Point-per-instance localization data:
┌──
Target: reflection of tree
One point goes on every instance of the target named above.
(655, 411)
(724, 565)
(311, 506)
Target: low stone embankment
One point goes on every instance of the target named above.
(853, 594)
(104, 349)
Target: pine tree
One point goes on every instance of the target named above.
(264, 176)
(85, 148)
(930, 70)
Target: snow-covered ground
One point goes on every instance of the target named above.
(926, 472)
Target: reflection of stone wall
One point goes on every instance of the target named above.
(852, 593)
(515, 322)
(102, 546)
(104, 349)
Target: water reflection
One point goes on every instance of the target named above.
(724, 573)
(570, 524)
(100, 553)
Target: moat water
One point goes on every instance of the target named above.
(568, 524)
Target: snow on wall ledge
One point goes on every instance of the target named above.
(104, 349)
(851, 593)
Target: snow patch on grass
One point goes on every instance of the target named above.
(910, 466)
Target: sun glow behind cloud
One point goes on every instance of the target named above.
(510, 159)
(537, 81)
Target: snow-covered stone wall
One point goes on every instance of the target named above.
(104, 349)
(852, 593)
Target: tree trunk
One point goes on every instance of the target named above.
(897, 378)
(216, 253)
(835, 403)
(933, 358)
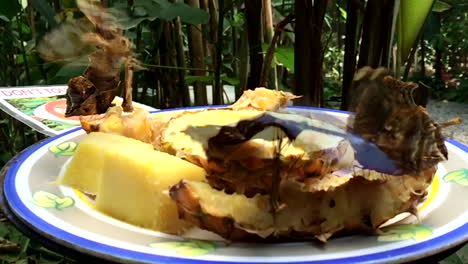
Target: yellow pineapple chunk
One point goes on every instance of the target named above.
(135, 183)
(86, 167)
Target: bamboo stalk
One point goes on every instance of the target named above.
(266, 67)
(217, 92)
(182, 86)
(197, 57)
(23, 50)
(268, 35)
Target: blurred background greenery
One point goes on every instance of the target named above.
(198, 46)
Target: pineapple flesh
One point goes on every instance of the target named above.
(337, 205)
(130, 180)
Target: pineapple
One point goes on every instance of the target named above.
(334, 205)
(87, 165)
(277, 175)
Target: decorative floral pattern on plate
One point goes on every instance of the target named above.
(191, 248)
(404, 232)
(50, 200)
(63, 149)
(459, 176)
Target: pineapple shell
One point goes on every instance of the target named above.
(337, 205)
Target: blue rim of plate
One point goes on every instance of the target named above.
(407, 253)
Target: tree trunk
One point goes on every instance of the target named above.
(349, 64)
(308, 51)
(181, 84)
(253, 10)
(268, 34)
(438, 65)
(423, 57)
(197, 57)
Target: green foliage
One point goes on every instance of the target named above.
(152, 9)
(9, 9)
(18, 248)
(411, 18)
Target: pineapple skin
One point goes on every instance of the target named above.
(330, 207)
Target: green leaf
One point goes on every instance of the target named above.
(458, 176)
(9, 9)
(63, 149)
(441, 6)
(50, 200)
(231, 81)
(190, 248)
(411, 18)
(61, 203)
(405, 232)
(44, 199)
(46, 11)
(285, 57)
(186, 13)
(343, 13)
(452, 259)
(190, 79)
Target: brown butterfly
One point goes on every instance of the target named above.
(94, 91)
(387, 115)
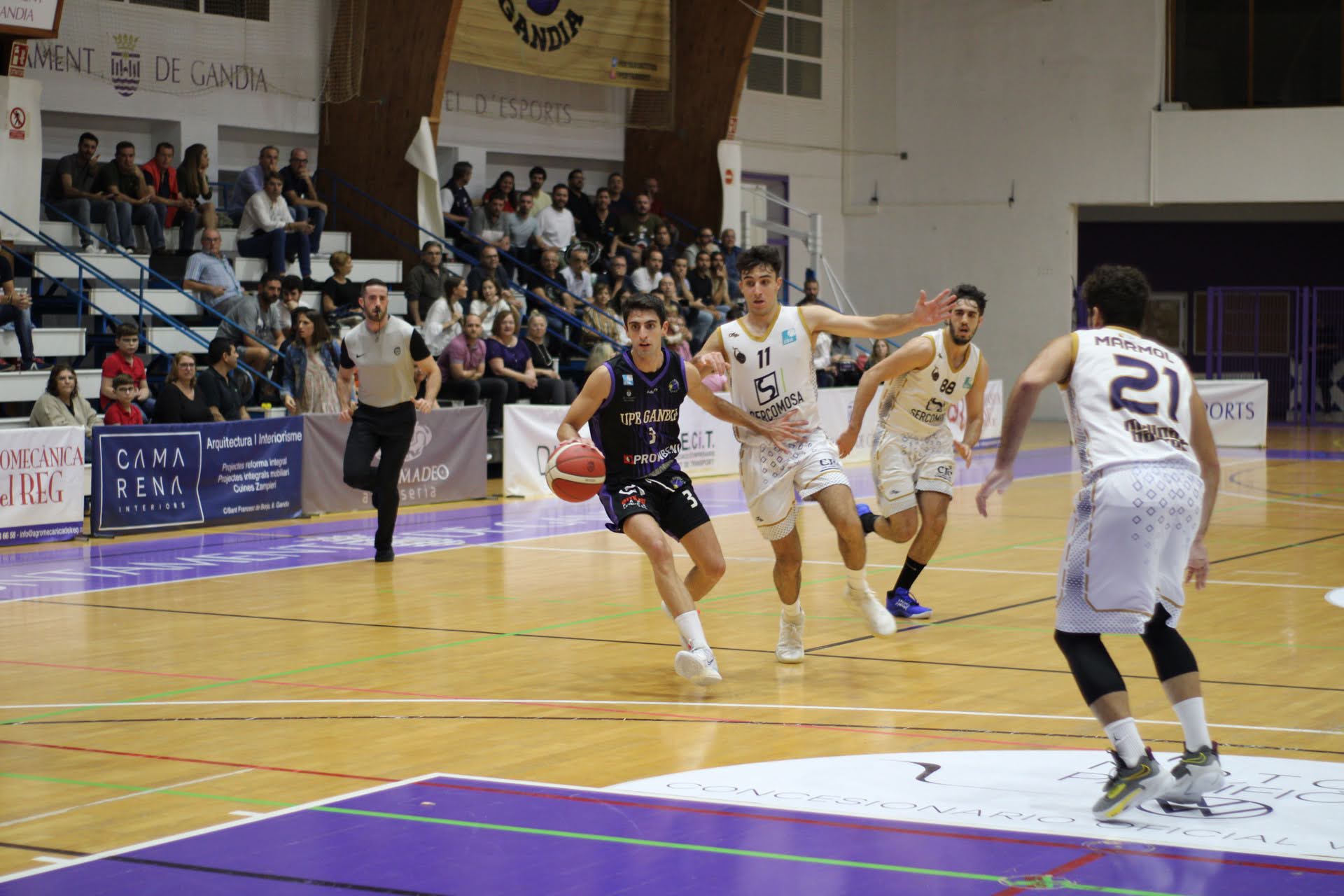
└──
ACTIVITY:
If a line of the records above holds the word "wall", show it.

EXERCISE ANSWER:
Target: reflection of stone wall
Target: snow on wall ledge
Target: snow-covered stone wall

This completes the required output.